▶ **EXERCISE BRIEF**: Can you write out all the rows below again with "moss-covered boulder" replaced by "mossy rock" and nothing else changed, leaving the pictures out?

Excerpts from segmentation records
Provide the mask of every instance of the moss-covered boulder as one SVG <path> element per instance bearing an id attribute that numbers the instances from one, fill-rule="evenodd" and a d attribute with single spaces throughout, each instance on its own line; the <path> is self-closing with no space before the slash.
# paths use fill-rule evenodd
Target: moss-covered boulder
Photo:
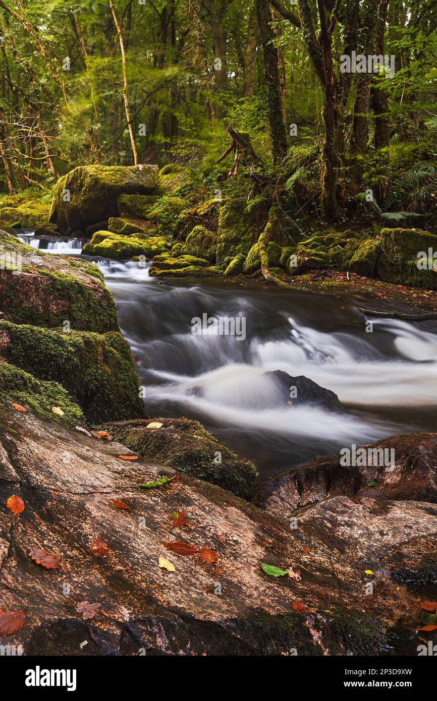
<path id="1" fill-rule="evenodd" d="M 111 231 L 96 231 L 82 250 L 89 256 L 128 259 L 140 255 L 153 258 L 168 247 L 163 236 L 146 236 L 144 234 L 139 234 L 139 236 L 141 238 L 112 233 Z"/>
<path id="2" fill-rule="evenodd" d="M 39 202 L 26 202 L 11 206 L 0 205 L 0 225 L 35 229 L 49 225 L 50 205 Z"/>
<path id="3" fill-rule="evenodd" d="M 120 195 L 117 198 L 120 217 L 145 219 L 149 210 L 158 199 L 156 195 Z"/>
<path id="4" fill-rule="evenodd" d="M 149 195 L 157 185 L 156 165 L 81 165 L 56 183 L 50 221 L 65 234 L 85 231 L 118 216 L 120 195 Z"/>
<path id="5" fill-rule="evenodd" d="M 257 486 L 257 471 L 240 460 L 198 421 L 159 418 L 161 428 L 147 428 L 149 420 L 106 424 L 112 435 L 148 460 L 173 468 L 205 482 L 217 484 L 250 500 Z"/>
<path id="6" fill-rule="evenodd" d="M 0 231 L 0 306 L 18 324 L 50 328 L 68 321 L 81 331 L 118 331 L 116 307 L 97 266 L 36 252 Z"/>
<path id="7" fill-rule="evenodd" d="M 58 382 L 91 423 L 144 415 L 130 349 L 119 332 L 63 332 L 2 320 L 0 353 L 34 378 Z"/>
<path id="8" fill-rule="evenodd" d="M 107 230 L 112 233 L 119 233 L 121 236 L 133 234 L 137 238 L 139 238 L 139 234 L 154 236 L 158 233 L 152 222 L 142 219 L 126 219 L 124 217 L 111 217 L 108 222 Z"/>
<path id="9" fill-rule="evenodd" d="M 204 226 L 194 226 L 187 237 L 184 252 L 191 256 L 205 258 L 210 263 L 215 263 L 217 243 L 217 233 L 209 231 Z"/>
<path id="10" fill-rule="evenodd" d="M 81 407 L 58 382 L 36 379 L 21 368 L 0 361 L 0 402 L 31 407 L 38 414 L 68 426 L 83 426 Z M 53 411 L 60 409 L 63 414 Z"/>
<path id="11" fill-rule="evenodd" d="M 411 229 L 383 229 L 380 236 L 377 272 L 382 280 L 437 290 L 437 274 L 433 268 L 437 236 Z"/>
<path id="12" fill-rule="evenodd" d="M 242 253 L 238 253 L 236 256 L 229 261 L 226 270 L 224 271 L 224 275 L 239 275 L 240 273 L 243 272 L 243 266 L 244 265 L 244 261 L 246 258 Z"/>

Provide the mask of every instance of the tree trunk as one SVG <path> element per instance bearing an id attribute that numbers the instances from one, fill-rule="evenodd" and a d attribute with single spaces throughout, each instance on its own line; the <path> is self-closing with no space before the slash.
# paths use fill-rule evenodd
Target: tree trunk
<path id="1" fill-rule="evenodd" d="M 274 163 L 278 163 L 287 152 L 287 134 L 282 112 L 278 49 L 274 46 L 275 34 L 269 0 L 255 0 L 255 3 L 264 57 L 271 153 Z"/>

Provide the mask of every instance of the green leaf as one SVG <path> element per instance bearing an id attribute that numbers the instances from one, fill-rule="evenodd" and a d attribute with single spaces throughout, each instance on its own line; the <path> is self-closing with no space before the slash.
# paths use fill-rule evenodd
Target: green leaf
<path id="1" fill-rule="evenodd" d="M 288 574 L 288 570 L 281 570 L 280 567 L 275 567 L 274 565 L 267 565 L 265 562 L 262 562 L 261 566 L 264 572 L 271 575 L 272 577 L 283 577 L 285 574 Z"/>
<path id="2" fill-rule="evenodd" d="M 170 479 L 164 475 L 163 477 L 159 477 L 158 479 L 152 480 L 143 484 L 138 484 L 138 486 L 149 489 L 152 486 L 161 486 L 161 484 L 165 484 L 167 482 L 170 482 Z"/>
<path id="3" fill-rule="evenodd" d="M 424 611 L 422 614 L 422 622 L 425 625 L 436 625 L 437 622 L 437 613 L 429 613 Z"/>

▶ **RESULT**:
Provide the mask of every instance of the mossy rock as one SVG <path> element per instance bearing an id attribute that numbers the instances from one, fill-rule="evenodd" and a d attribute with single spaces throughout, each instance on its own line; the <path> is self-closing with no space before the slash.
# paths use fill-rule evenodd
Target: mossy rock
Photo:
<path id="1" fill-rule="evenodd" d="M 111 231 L 96 231 L 82 250 L 89 256 L 128 259 L 140 255 L 153 258 L 168 247 L 163 236 L 146 236 L 144 234 L 139 234 L 139 236 L 141 238 L 112 233 Z"/>
<path id="2" fill-rule="evenodd" d="M 39 202 L 26 202 L 11 206 L 0 205 L 0 225 L 35 229 L 49 225 L 50 205 Z"/>
<path id="3" fill-rule="evenodd" d="M 120 195 L 117 198 L 120 217 L 145 219 L 149 210 L 158 199 L 156 195 Z"/>
<path id="4" fill-rule="evenodd" d="M 149 195 L 157 185 L 156 165 L 81 165 L 56 183 L 50 221 L 65 234 L 85 231 L 118 216 L 120 195 Z"/>
<path id="5" fill-rule="evenodd" d="M 257 486 L 257 471 L 240 460 L 198 421 L 159 418 L 161 428 L 147 428 L 149 420 L 106 424 L 112 435 L 148 460 L 173 468 L 205 482 L 217 484 L 250 500 Z"/>
<path id="6" fill-rule="evenodd" d="M 0 231 L 0 306 L 18 324 L 50 328 L 68 321 L 81 331 L 118 331 L 116 307 L 97 266 L 36 252 Z"/>
<path id="7" fill-rule="evenodd" d="M 58 382 L 91 423 L 144 415 L 130 349 L 119 332 L 63 332 L 2 320 L 0 353 L 34 378 Z"/>
<path id="8" fill-rule="evenodd" d="M 107 230 L 112 233 L 119 233 L 121 236 L 133 234 L 137 238 L 139 238 L 139 234 L 154 236 L 158 233 L 152 222 L 142 219 L 126 219 L 124 217 L 111 217 L 108 222 Z"/>
<path id="9" fill-rule="evenodd" d="M 204 226 L 194 226 L 187 237 L 184 252 L 191 256 L 205 258 L 210 263 L 215 263 L 217 243 L 217 233 L 209 231 Z"/>
<path id="10" fill-rule="evenodd" d="M 81 407 L 58 382 L 36 379 L 21 368 L 0 361 L 0 402 L 31 407 L 38 414 L 68 426 L 83 426 Z M 53 411 L 60 409 L 63 414 Z"/>
<path id="11" fill-rule="evenodd" d="M 411 229 L 383 229 L 380 236 L 377 272 L 382 280 L 437 290 L 437 274 L 433 268 L 437 236 Z"/>
<path id="12" fill-rule="evenodd" d="M 242 253 L 238 253 L 236 256 L 229 261 L 226 270 L 224 271 L 224 275 L 239 275 L 240 273 L 243 272 L 243 266 L 244 265 L 244 261 L 246 258 Z"/>

Provide the mask of every instance of the tree trunk as one SVG <path> element per instance bearing an id attribute that numbers the instances from one, fill-rule="evenodd" and a d attribute with single spaces throughout, each instance on its own line; the <path> is self-closing with no space before the slash.
# paths use fill-rule evenodd
Target: tree trunk
<path id="1" fill-rule="evenodd" d="M 274 163 L 278 163 L 287 152 L 287 134 L 282 112 L 278 49 L 274 46 L 275 34 L 269 0 L 255 0 L 255 3 L 264 57 L 271 153 Z"/>

Provide the mask of every instance of the green leaf as one SVG <path> element per instance bearing an id attribute that numbers the instances from one, fill-rule="evenodd" and a d attribute with single spaces throughout, each instance on its own line; the <path> is self-closing with no space before the slash.
# paths use fill-rule evenodd
Target: green leaf
<path id="1" fill-rule="evenodd" d="M 288 574 L 288 570 L 281 570 L 280 567 L 275 567 L 274 565 L 267 565 L 265 562 L 262 562 L 261 566 L 264 572 L 271 575 L 272 577 L 283 577 L 285 574 Z"/>
<path id="2" fill-rule="evenodd" d="M 170 479 L 164 475 L 163 477 L 159 477 L 158 479 L 152 480 L 143 484 L 138 484 L 138 486 L 149 489 L 152 486 L 161 486 L 161 484 L 165 484 L 167 482 L 170 482 Z"/>
<path id="3" fill-rule="evenodd" d="M 424 611 L 422 614 L 422 622 L 425 625 L 436 625 L 437 622 L 437 613 L 429 613 Z"/>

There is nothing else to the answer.